Requirement: Transcribe exactly everything in the data below from the line containing "x=272, y=226" down to the line containing "Pick out the salt", both lines included and nothing further.

Data to process:
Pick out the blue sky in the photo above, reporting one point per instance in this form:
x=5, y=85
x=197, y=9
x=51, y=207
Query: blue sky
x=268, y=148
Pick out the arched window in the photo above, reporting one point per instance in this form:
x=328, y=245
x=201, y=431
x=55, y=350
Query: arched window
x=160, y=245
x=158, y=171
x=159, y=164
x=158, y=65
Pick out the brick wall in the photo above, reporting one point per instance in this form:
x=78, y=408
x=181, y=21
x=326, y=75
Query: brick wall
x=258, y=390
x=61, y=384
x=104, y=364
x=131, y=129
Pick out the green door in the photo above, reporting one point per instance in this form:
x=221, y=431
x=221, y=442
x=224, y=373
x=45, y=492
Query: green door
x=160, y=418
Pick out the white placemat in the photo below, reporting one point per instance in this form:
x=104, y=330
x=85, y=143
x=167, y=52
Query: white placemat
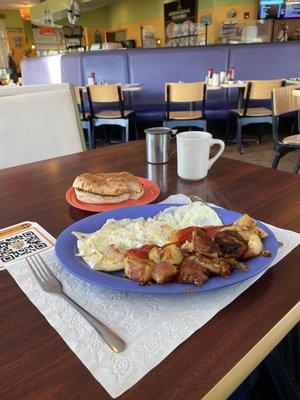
x=152, y=326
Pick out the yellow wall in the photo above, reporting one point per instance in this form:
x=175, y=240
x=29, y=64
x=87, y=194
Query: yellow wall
x=131, y=14
x=13, y=20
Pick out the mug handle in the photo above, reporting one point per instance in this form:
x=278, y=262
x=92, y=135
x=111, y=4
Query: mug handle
x=222, y=147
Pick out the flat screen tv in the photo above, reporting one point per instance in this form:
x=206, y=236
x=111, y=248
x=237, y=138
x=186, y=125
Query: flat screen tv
x=278, y=9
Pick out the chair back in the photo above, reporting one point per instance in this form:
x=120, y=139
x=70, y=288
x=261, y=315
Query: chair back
x=37, y=123
x=191, y=93
x=108, y=93
x=262, y=89
x=283, y=100
x=185, y=92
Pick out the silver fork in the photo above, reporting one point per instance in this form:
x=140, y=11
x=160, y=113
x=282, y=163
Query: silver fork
x=50, y=284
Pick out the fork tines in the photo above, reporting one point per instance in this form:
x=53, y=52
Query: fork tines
x=39, y=268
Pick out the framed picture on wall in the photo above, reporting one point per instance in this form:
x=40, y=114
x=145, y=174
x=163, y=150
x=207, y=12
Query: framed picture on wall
x=286, y=29
x=180, y=22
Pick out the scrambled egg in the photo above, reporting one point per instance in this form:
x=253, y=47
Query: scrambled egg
x=104, y=249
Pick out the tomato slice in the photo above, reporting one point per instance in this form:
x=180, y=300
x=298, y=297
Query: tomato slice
x=185, y=234
x=213, y=230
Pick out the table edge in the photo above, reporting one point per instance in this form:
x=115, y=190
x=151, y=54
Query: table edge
x=226, y=386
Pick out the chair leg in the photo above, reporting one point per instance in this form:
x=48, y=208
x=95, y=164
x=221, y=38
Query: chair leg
x=90, y=135
x=127, y=131
x=297, y=167
x=276, y=159
x=136, y=128
x=239, y=135
x=226, y=137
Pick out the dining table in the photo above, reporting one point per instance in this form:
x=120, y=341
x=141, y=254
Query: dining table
x=35, y=361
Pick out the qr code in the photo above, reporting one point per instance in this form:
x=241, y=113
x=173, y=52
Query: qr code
x=20, y=245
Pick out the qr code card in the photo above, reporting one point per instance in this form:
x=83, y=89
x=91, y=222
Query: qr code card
x=23, y=240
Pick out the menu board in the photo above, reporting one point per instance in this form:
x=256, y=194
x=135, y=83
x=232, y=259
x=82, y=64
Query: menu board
x=180, y=23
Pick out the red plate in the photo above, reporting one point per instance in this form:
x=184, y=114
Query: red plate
x=151, y=192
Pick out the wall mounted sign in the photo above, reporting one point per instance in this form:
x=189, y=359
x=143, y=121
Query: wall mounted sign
x=14, y=29
x=18, y=41
x=206, y=19
x=180, y=22
x=232, y=13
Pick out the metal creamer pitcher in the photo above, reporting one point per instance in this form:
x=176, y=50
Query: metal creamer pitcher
x=158, y=142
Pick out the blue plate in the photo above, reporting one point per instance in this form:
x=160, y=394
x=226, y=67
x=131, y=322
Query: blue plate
x=66, y=249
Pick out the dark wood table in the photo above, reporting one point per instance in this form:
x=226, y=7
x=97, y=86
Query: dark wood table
x=35, y=361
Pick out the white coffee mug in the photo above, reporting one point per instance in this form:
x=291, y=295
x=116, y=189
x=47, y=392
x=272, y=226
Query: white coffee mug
x=193, y=149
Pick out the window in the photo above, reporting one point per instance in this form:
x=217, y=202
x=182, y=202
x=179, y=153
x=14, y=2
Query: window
x=3, y=45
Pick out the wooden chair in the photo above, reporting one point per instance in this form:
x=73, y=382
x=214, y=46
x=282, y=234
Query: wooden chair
x=186, y=93
x=285, y=100
x=255, y=90
x=110, y=94
x=38, y=122
x=86, y=120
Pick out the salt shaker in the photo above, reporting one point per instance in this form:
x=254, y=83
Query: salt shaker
x=222, y=76
x=91, y=79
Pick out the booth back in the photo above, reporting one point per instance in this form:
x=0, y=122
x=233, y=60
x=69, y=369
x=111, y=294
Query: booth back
x=155, y=67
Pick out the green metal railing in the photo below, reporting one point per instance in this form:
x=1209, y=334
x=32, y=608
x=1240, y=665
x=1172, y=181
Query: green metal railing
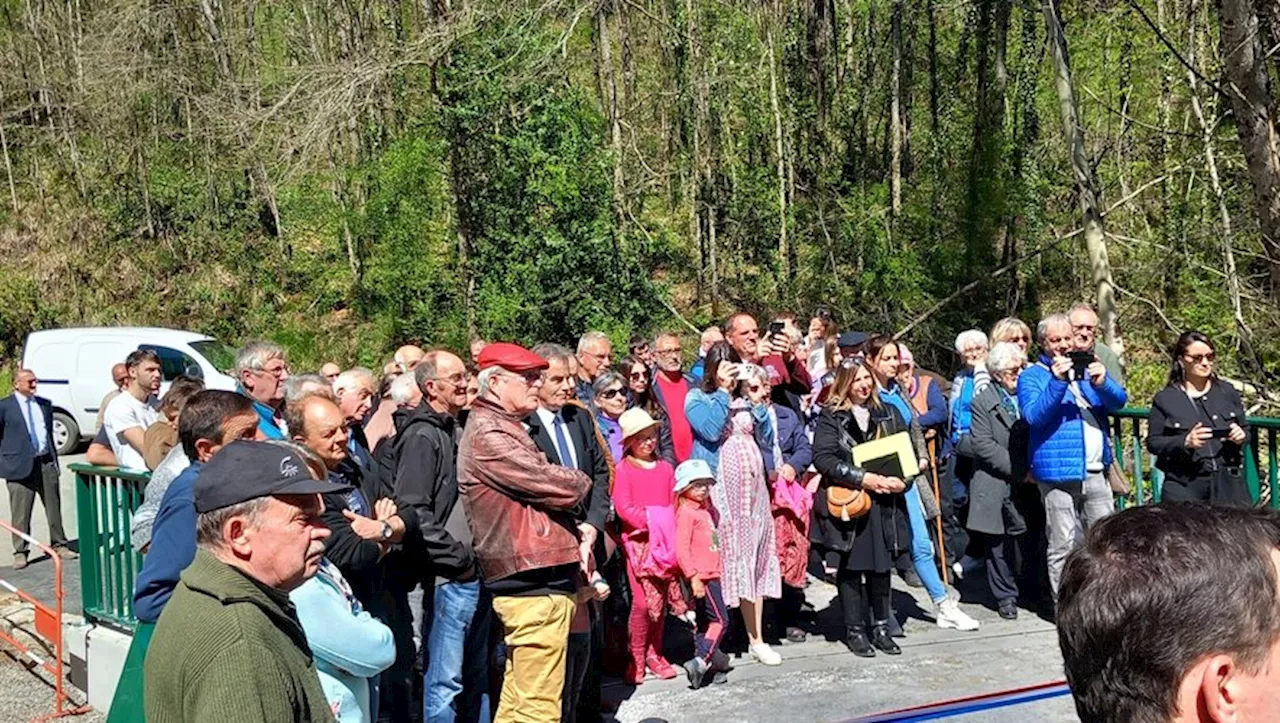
x=1129, y=438
x=105, y=499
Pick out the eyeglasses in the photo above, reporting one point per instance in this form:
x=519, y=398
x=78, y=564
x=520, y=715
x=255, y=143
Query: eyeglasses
x=850, y=362
x=277, y=370
x=530, y=378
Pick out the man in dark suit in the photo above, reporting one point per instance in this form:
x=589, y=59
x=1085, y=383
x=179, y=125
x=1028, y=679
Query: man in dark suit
x=565, y=431
x=28, y=462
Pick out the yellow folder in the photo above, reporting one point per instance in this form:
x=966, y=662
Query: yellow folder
x=892, y=456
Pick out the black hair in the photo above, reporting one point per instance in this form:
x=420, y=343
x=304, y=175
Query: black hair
x=206, y=413
x=1175, y=369
x=1148, y=595
x=720, y=353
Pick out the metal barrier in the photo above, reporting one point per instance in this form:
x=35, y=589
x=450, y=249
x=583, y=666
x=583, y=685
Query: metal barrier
x=105, y=499
x=49, y=625
x=1129, y=439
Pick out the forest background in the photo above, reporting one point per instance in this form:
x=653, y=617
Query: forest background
x=344, y=175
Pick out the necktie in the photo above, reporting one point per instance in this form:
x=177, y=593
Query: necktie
x=31, y=426
x=562, y=443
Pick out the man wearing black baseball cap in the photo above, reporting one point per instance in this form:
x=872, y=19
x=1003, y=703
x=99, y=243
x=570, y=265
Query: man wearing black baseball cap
x=228, y=645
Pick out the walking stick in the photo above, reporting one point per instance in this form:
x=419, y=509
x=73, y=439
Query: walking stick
x=937, y=495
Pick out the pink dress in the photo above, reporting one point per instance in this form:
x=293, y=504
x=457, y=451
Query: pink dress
x=749, y=554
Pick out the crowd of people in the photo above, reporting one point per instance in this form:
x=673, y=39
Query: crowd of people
x=557, y=509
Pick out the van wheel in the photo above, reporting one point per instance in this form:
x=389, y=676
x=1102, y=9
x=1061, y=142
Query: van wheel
x=65, y=433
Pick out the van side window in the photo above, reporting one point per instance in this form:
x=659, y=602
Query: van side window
x=174, y=362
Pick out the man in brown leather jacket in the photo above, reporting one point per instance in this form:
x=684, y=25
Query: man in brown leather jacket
x=520, y=509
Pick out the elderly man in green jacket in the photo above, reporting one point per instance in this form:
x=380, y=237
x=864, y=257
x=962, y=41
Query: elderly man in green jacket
x=229, y=645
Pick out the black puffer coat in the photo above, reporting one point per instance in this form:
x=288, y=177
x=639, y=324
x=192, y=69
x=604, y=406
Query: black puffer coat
x=871, y=541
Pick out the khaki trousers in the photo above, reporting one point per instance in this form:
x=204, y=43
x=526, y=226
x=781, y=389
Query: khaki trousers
x=536, y=634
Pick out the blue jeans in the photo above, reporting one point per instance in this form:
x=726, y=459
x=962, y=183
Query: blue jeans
x=922, y=547
x=456, y=682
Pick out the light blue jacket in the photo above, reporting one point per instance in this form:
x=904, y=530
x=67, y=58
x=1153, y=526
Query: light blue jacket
x=1056, y=425
x=350, y=645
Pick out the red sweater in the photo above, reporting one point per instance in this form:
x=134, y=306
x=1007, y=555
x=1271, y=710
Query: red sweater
x=636, y=488
x=696, y=541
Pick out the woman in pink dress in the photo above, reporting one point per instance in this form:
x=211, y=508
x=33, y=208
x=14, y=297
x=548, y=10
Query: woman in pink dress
x=750, y=570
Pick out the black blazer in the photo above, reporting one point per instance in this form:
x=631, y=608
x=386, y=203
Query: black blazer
x=1173, y=415
x=17, y=454
x=592, y=458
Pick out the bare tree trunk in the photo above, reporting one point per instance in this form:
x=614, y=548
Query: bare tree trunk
x=609, y=87
x=1086, y=184
x=895, y=109
x=1244, y=65
x=1233, y=278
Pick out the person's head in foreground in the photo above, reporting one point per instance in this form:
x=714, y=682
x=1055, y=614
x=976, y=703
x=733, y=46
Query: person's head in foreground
x=1171, y=613
x=259, y=511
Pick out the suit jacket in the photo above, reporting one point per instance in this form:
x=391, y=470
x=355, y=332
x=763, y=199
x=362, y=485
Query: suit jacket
x=17, y=454
x=592, y=458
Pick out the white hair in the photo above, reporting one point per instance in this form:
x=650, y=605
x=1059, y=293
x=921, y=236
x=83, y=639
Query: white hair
x=355, y=379
x=255, y=355
x=1005, y=356
x=970, y=338
x=590, y=339
x=402, y=389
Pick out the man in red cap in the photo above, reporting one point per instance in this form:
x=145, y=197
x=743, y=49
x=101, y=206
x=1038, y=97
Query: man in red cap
x=519, y=506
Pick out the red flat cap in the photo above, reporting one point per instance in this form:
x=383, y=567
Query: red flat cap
x=511, y=357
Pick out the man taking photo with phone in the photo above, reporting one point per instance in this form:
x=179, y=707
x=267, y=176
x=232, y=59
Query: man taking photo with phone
x=1069, y=448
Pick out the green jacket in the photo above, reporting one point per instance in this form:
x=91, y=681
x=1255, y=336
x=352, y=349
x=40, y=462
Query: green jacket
x=227, y=648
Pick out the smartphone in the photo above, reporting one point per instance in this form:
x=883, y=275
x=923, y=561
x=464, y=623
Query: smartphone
x=1080, y=362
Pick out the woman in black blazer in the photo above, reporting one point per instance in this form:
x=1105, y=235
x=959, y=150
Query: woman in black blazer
x=1197, y=429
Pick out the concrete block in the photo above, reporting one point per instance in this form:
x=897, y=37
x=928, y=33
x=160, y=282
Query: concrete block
x=76, y=644
x=106, y=650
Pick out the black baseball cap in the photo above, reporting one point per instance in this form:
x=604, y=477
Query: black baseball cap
x=247, y=470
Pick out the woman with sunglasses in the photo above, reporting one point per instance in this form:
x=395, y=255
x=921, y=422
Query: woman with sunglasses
x=609, y=399
x=1197, y=429
x=864, y=547
x=640, y=396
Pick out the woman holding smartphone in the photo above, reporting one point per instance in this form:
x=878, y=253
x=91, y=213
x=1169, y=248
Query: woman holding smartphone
x=1197, y=429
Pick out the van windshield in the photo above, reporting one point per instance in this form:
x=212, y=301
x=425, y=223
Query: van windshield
x=218, y=353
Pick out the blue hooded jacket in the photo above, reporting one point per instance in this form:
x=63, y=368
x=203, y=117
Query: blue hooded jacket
x=1056, y=447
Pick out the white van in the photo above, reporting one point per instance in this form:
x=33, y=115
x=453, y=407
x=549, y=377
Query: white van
x=74, y=369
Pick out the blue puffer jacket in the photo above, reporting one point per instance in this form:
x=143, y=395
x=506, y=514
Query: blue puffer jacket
x=1056, y=428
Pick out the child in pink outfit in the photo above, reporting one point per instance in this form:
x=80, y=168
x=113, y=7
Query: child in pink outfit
x=643, y=499
x=698, y=552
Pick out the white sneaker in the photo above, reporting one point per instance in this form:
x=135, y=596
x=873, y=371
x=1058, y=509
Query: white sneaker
x=766, y=655
x=950, y=614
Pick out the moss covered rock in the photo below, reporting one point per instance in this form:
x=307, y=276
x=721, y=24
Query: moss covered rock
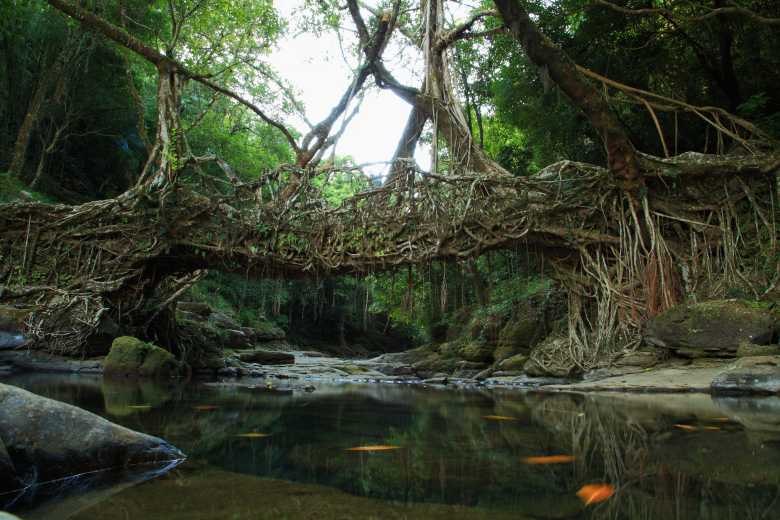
x=514, y=363
x=267, y=357
x=476, y=351
x=714, y=328
x=130, y=356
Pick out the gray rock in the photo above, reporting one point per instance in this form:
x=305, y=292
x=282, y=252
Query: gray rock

Result of this task:
x=272, y=226
Query: white coffee mug
x=193, y=149
Pick out the window in the photo above, reporting one point per instance in this form:
x=217, y=202
x=182, y=202
x=179, y=153
x=14, y=2
Query: window
x=3, y=45
Pick out the wooden chair in the photo above, reporting one point per instance in this form:
x=73, y=382
x=214, y=46
x=282, y=234
Query: wooden chair
x=186, y=93
x=285, y=100
x=255, y=90
x=110, y=94
x=38, y=122
x=86, y=120
Pick out the salt shaker in the photo above, reporting one point per instance in this form:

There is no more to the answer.